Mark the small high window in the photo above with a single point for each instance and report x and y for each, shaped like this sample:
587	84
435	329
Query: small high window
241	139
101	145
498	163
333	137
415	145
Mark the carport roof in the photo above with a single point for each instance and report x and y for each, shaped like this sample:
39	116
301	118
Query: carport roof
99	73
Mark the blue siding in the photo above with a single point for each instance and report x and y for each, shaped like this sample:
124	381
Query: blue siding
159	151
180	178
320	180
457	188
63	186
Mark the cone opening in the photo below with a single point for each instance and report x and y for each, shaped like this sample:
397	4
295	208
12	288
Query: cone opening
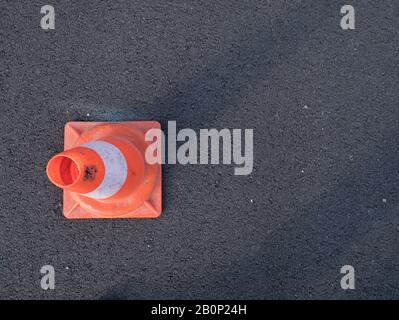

• **Exercise requirements**
Return exactly the lines that begin with the one containing "Query: blue siding" and end with the final line of the data above; include no pictures.

• **Answer section**
Query: blue siding
159	151
180	178
320	180
457	188
63	186
Mark the cone opening in the photo below with a single point for each instance and report x and y for each, shaped like this sample:
397	4
295	208
12	288
Query: cone opening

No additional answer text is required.